▶ **Document excerpt**
On any given week in America 58 million Americans have no health insurance; 81 million Americans live in families where somebody has a preexisting condition, a child with diabetes, a father who's had a heart attack, a mother who's had cancer. They either can't get health insurance, or they pay more than they can afford, or they can never change the job they're in because their new employer will not insure them. Three-quarters of the American people have lifetime limits on their insurance policy so that, God forbid, if they should have one child with a terrible illness that drags on for 10 or 15 years, they could lose all their insurance at the time they most need it. That is the reality of the world in which we live. No other nation permits this to happen, only the United States.

The result of all this is, small business is paying 35 percent more for health insurance than big business and government today. Every day more and more people lose their health insurance; about 100,000 a month lose it forever. The Government, as Congressman Slattery will tell you, is cutting defense spending, cutting domestic spending, cutting everything, but health care costs are still going up at 2 to 3 times the rate of inflation so that we can pay more for the same health care. This system is not working.

We have the best doctors, the best nurses, the best health care providers, the best medical research, the best technology in the world, and the worst system of financing health care. And we have to do something about it.

Now, those who like the system the way they have it now say that I want to give this country some sort of Government program of health care. I don't. You have one, though. It's Medicare, the Government program for older people. And most older people feel pretty secure with it. But I don't propose to do that. What I want to do is to extend the system we have now, guaranteed private health insurance for all Americans, and to extend the choices we have now, give every American family at least three choices every year of doctors and health care plans.

I want to protect people from unfair insurance practices just as Governor Finney is trying to do here. I don't think people should pay more because they are older or pay an unreasonable amount because somebody in their family has been sick. I don't think people should be able to be cut off of health insurance.

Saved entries

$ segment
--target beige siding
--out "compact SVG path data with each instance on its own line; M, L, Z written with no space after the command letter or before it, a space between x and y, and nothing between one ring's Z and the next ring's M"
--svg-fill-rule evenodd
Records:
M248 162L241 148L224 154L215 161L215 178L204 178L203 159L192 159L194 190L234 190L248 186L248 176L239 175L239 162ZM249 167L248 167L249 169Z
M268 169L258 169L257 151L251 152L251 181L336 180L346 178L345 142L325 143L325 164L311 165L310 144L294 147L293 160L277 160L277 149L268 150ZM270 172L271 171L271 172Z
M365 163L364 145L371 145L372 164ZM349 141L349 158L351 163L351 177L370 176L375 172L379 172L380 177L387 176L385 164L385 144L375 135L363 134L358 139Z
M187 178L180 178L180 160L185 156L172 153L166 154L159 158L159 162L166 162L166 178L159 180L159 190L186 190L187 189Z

...

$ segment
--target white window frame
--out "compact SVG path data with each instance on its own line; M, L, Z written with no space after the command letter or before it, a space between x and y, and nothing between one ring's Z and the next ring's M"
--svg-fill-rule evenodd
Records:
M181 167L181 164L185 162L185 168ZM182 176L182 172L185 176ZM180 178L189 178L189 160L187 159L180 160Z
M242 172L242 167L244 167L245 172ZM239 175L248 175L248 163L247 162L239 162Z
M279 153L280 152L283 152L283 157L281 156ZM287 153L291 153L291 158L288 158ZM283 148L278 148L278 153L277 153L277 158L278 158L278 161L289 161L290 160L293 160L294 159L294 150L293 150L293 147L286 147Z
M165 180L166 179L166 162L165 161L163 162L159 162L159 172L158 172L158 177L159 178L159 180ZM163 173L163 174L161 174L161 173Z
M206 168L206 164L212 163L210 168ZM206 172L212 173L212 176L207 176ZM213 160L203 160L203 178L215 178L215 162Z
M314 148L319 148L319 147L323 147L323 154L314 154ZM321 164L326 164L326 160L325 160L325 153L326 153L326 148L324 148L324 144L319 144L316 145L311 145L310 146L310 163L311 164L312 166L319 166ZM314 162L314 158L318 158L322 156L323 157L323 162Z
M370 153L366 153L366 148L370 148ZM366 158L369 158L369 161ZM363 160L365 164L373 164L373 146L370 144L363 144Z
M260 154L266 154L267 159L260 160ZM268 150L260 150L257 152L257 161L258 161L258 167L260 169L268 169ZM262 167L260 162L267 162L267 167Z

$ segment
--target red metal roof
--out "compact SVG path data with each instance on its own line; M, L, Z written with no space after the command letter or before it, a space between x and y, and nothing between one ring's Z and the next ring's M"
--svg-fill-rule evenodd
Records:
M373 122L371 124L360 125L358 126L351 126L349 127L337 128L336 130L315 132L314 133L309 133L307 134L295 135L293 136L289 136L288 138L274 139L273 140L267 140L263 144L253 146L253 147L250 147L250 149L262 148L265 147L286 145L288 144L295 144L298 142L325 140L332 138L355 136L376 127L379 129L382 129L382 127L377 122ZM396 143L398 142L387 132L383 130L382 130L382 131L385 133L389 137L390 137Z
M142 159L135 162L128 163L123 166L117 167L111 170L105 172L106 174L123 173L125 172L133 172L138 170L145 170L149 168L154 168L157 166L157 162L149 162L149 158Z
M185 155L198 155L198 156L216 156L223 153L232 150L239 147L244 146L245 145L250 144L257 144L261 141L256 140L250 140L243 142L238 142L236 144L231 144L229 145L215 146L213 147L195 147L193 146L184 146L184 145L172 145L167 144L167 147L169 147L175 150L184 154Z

▶ **Actions to take**
1. According to the health care remarks, why can some families in which someone has a preexisting condition never change the job they're in? Answer in one to three sentences.
2. In the health care remarks, how much more does small business pay for health insurance than big business and government?
3. Continue the health care remarks, beginning right after their final sentence.

▶ **Results for each task**
1. They can never change jobs because their new employer will not insure them. This applies to the 81 million Americans who live in families where somebody has a preexisting condition.

2. Small business pays 35 percent more.

3.
I want to have these benefits guaranteed at work. Why? Because 80 percent of the people who are uninsured are in working families. And 90 percent of the health insurance in America today is covered at work where the employer and the employee share the costs.

Can we do it without bankrupting small business? Of course we can. You have to give discounts to really small businesses that operate on limited profit margins. Of course we can. Can we do it and be fair? If everybody does it so no competitor has an advantage, yes, we can.

Will we continue to be the only country in the world that shovels more of our health care dollars into paperwork and less into health care? Will we continue to be the only advanced country that has another 100,000 Americans a month lose their health insurance? Will we continue to discriminate against small business people and self-employed people and let them pay 35 to 40 percent more? Will we continue to have a situation where rural folks don't have access to doctors? I don't think so.

I believe we can do better. I think you think we can do better. And if we cool the rhetoric and talk about the facts and have practical and compassionate approaches to this, we will solve this problem. I'm here in Kansas to try to do it today.

Thank you, and God bless you all.

NOTE: The President spoke at 12:35 p.m. at the Kansas Air National Guard ramp. In his remarks, he referred to Maj. Gen. James F. Rueger, Adjutant General of Kansas; Col. Dewayne Ellinson, Commander, 190th Air Refueling Group, Kansas Air National Guard; Robert T. Stephen, Kansas attorney general; Sally Thompson, State treasurer; Mayor Henry Felker of Topeka; and Dennis M. Langley, Kansas Democratic Party chairman.